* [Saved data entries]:
************
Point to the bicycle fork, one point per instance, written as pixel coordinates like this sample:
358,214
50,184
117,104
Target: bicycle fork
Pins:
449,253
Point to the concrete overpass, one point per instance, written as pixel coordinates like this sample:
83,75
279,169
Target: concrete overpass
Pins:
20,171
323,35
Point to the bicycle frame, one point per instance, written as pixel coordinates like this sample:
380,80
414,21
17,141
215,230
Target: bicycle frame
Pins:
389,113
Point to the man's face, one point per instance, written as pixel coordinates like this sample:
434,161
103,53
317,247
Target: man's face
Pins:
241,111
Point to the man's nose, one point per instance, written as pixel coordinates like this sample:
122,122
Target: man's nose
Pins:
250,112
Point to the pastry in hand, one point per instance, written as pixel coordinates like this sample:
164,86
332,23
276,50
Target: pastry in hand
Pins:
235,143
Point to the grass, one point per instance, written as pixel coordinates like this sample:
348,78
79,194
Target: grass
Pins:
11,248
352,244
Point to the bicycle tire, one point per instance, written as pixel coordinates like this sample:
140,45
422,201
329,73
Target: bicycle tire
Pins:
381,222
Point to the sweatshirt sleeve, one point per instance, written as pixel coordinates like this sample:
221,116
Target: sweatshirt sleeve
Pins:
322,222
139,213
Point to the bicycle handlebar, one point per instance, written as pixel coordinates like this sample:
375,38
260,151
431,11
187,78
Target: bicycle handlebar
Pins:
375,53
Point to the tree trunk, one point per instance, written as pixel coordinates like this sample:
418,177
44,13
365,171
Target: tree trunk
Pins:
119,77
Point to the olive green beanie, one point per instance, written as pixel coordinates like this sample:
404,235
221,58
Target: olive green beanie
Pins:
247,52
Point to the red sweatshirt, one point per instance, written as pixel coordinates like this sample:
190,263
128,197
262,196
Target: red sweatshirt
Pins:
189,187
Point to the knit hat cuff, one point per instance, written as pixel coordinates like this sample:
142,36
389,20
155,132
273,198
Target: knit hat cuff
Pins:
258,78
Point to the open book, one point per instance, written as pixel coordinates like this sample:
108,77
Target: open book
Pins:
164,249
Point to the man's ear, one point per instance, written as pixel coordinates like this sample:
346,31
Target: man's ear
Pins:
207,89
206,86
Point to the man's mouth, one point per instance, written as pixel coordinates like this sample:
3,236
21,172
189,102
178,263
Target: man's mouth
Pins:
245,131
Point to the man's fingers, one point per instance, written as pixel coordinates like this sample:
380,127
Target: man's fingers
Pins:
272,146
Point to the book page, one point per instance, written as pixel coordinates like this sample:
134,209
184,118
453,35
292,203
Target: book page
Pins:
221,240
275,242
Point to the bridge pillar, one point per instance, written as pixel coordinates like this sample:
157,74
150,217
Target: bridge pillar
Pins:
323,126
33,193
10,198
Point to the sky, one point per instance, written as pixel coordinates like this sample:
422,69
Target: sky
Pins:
************
* [Task brief]: Print all of the records above again, reproducing every line word for word and without any changes.

* [Written response]:
Point to the bicycle fork, one point per instance, written as pixel coordinates like this sample:
358,214
50,184
117,104
Target: bicycle fork
Pins:
449,253
Point to the concrete overpass, one point per instance, written as pixel coordinates like this sample:
83,75
279,169
Target: concrete overpass
Pins:
20,171
323,35
Point to the bicycle frame, one point per instance, written as pixel coordinates like this sample:
380,80
414,21
17,141
215,230
Target: bicycle frame
Pins:
389,113
Point to the man's face, one point per instance, written as pixel coordinates like this sample:
434,161
103,53
317,247
Target: man's face
Pins:
241,111
Point to the man's nose, one point per instance, written as pixel coordinates like this sample:
122,122
Target: man's nose
Pins:
250,112
Point to the pastry in hand, one point per instance, written as pixel coordinates like this sample:
164,86
332,23
276,50
Target: pastry in hand
Pins:
235,143
Point to the grass, one point per instance, written as pixel coordinates like this sample:
348,78
79,194
Target: grass
Pins:
11,248
352,244
Point to the bicycle tire, one point per instance, written as pixel coordinates like this sample:
140,45
422,201
329,73
Target: bicycle tire
Pins:
381,222
Point to the sweatshirt sleeve, one point per instance, written as pixel coordinates like this sample:
221,116
Target: sweatshirt sleeve
Pins:
322,222
139,213
Point to the bicycle handlebar, one point per instance, written as pixel coordinates like this sample:
375,38
260,151
431,11
187,78
Target: bicycle handlebar
Pins:
375,53
Point to the tree trunk, one point per instance, written as pixel coordinates like this sample:
418,177
44,13
365,171
Target: tree trunk
Pins:
119,77
Point to the olive green beanie, one point per instance, written as pixel coordinates like this sample:
404,235
221,58
Target: olive green beanie
Pins:
247,52
Point to the red sweatshirt, one point per instance, written as pixel coordinates like this sample:
190,263
128,197
262,196
Target: red sweatshirt
Pins:
189,187
Point to the knit hat cuff, one point per instance, written as pixel coordinates like this sample:
142,36
389,20
155,132
273,198
Target: knit hat cuff
Pins:
258,78
Point to the open book, one point per instance, written as pixel coordinates like this sample:
108,77
Target: open book
Pins:
164,249
Point to the man's ear, one point per instance, written as pixel coordinates like this sample:
346,31
Target: man's ear
Pins:
207,89
206,86
Point to the man's mouth, one point per instance, written as pixel coordinates like this sample:
3,236
21,172
189,102
178,263
Target: man's mouth
Pins:
245,131
Point to the man's fingers, one point per instance, written as pixel coordinates like this sample:
380,127
Target: man's fingers
Pins:
272,146
Point to the book page, one point per instance, written as pixel coordinates like this sample:
134,209
184,118
453,35
292,203
Target: book page
Pins:
221,240
275,242
Point to the bridge pillar, one point per instance, written as pixel coordinates like this sample:
157,74
150,217
Target: bridge pillar
Pins:
323,126
33,193
10,198
Point to the sky, one point per instance, written as pixel coordinates like this sample:
422,69
Target: sky
Pins:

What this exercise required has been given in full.